(Dataset records about object locations)

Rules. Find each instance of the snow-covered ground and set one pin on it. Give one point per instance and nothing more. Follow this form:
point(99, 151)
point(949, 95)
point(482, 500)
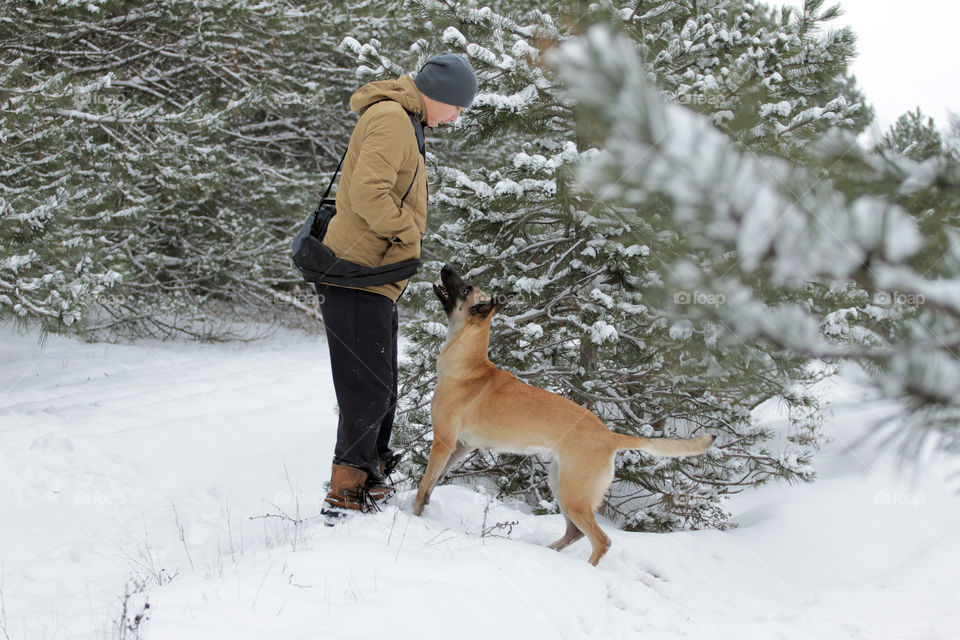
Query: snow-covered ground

[TASK TO CARRY OUT]:
Update these lines by replacing "snow-covered ground" with "frozen ground" and keep everything else the same. Leave the pictures out of your answer.

[SOLUTION]:
Rules. Find each instance of the frozen ground and set one pin on it. Give one point per instance and nothing more. Follow this form:
point(99, 151)
point(949, 95)
point(482, 500)
Query: frozen ground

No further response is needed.